Exactly as shown, give the full listing again.

·····

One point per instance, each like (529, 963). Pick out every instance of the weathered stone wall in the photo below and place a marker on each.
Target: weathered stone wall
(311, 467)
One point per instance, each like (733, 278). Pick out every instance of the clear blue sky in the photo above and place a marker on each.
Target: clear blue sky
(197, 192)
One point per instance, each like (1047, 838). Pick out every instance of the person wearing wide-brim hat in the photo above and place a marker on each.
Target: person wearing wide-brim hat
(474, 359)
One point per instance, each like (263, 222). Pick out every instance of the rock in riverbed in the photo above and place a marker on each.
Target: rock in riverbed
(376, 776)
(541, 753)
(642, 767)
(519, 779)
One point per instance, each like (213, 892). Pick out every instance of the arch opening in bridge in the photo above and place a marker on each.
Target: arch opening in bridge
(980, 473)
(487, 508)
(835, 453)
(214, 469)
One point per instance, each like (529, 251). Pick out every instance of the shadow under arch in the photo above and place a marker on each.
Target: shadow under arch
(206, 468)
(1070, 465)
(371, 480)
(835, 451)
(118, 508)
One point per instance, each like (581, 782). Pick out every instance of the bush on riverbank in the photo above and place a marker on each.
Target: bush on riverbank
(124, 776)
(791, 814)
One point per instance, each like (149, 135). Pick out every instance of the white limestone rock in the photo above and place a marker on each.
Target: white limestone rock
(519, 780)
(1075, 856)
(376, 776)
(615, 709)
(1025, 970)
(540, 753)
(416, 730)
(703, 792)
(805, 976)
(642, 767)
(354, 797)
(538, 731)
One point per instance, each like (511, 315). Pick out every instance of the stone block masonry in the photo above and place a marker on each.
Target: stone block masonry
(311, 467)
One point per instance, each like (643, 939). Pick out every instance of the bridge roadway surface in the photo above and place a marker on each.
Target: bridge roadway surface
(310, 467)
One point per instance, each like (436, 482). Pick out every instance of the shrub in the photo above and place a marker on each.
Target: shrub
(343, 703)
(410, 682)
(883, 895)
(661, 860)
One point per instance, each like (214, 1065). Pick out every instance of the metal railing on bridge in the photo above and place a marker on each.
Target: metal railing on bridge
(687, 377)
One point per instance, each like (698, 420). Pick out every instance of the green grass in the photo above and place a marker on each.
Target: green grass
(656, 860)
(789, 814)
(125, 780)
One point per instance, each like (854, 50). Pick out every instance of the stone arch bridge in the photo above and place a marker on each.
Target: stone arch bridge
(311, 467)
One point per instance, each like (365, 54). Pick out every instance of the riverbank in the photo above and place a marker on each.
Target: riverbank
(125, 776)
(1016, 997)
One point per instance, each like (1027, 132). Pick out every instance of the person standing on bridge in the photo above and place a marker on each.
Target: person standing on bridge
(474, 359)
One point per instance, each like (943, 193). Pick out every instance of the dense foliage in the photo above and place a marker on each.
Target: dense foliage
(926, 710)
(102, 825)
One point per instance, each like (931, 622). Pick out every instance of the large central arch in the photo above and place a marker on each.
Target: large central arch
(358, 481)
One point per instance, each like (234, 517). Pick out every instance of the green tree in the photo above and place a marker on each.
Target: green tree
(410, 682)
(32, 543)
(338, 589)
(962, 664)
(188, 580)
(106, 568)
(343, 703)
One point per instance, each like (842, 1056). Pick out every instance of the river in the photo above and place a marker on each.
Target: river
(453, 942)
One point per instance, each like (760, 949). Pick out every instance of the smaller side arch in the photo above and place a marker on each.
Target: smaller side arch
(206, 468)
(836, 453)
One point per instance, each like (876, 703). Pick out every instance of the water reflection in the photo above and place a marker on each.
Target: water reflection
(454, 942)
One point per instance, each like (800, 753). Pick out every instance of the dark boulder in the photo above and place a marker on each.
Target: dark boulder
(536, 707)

·····

▸ TASK RESULT:
One point per instance, each like (529, 963). Pick out every instance of the weathered stone wall in the photo below and place a marker on each.
Target: weathered stone wall
(311, 467)
One point per instance, each like (733, 278). Pick out every instance of the clear blue sky in the photo above and place a marker on each.
Target: clear blue sky
(197, 192)
One point per instance, each like (1047, 838). Pick out every instance of the person wearing wide-brim hat in the photo above and place a marker on each.
Target: person wearing wide-brim hat
(474, 359)
One point per instance, each like (263, 222). Pick out every instance of the rock in riverbed in the photo above and place a marker on each.
Target: rock in riverbed
(376, 776)
(541, 753)
(642, 767)
(519, 779)
One point per instance, each like (213, 892). Pick out every instance of the arch opening in bridge in the photo above and place a marker on each.
Target: arch opening in bridge
(980, 473)
(487, 508)
(835, 453)
(214, 469)
One point per instance, each like (529, 251). Pick out every instance of the shadow under arch in the photo above and place a marker on each.
Target: shadow under arch
(206, 468)
(1070, 465)
(371, 480)
(835, 451)
(118, 508)
One point per instance, each like (581, 782). Pick out every instance of the bush on riverbank in the photo above and place a marker on each.
Target: bush on riverbank
(124, 776)
(791, 814)
One point per instance, each like (149, 135). Pick out every instance of the white limestone rock in the photo above and place a marker on each.
Target: white limestone rock
(519, 780)
(1075, 856)
(376, 776)
(615, 709)
(1025, 970)
(540, 753)
(416, 730)
(703, 792)
(805, 976)
(642, 767)
(354, 797)
(538, 731)
One point per instance, each like (511, 315). Pick out every instance of the stone block masonry in the photo above and place a marker on each.
Target: stone block masonry
(311, 467)
One point per instance, each like (643, 939). Pick out every instance of the bridge roadway surface in the photo above and place a marker on each.
Target: bridge roadway surface
(310, 467)
One point per instance, each like (436, 482). Pick out every instance of the shrub in the photo above and place a marker on each.
Target: shrub
(343, 703)
(410, 682)
(883, 895)
(661, 860)
One point per instance, each like (214, 1065). Pick out every instance of the metal railing on bridge in the photo above and place a marker on each.
Target: metal railing on bridge
(687, 377)
One point per instance, each like (698, 420). Pick out every instance of the green grass in the photo above and place a marker on each.
Target: green grass
(656, 860)
(789, 814)
(125, 780)
One point per instance, each like (854, 50). Pick out every instance of the stone arch bridge in the photo above and place a marker on each.
Target: stone arch bridge
(311, 467)
One point per instance, each like (365, 54). Pick out every instance of the riverbank in the photo above and place a marker on each.
Target: riverbank
(125, 776)
(1016, 997)
One point per instance, each like (1027, 132). Pick out every instance of the person standing on bridge in the photo above and place a marker on each.
Target: person standing on bridge
(474, 359)
One point per instance, each like (943, 193). Pick out every instance of the dense foliage in the photo above and place a marker on each.
Target: dense foliage
(926, 710)
(102, 825)
One point per instance, each like (931, 622). Pick out every instance of the large central arch in the photo above and place a marker on each.
Target: large central arch
(358, 481)
One point per instance, each like (234, 517). Pick out every instance of the green tree in the photo above and place a marker on each.
Target: green tree
(410, 682)
(32, 543)
(338, 589)
(962, 664)
(188, 580)
(106, 568)
(343, 703)
One point per instance, each like (842, 1056). Pick out every instance of the river in the photo above and place a marker on each.
Target: river
(453, 942)
One point per instance, each like (760, 949). Pick out every instance of the smaller side arch in the photo above and place a marker on each.
Target: smaller side arch
(206, 468)
(836, 453)
One point per instance, each like (876, 703). Pick out every instance of the water reflection in the photo above and place a marker on each.
Target: water reflection
(454, 942)
One point per instance, each like (800, 753). Pick out every instance of the dark boulder in the photo above and place a marker on each.
Target: dark boulder
(536, 707)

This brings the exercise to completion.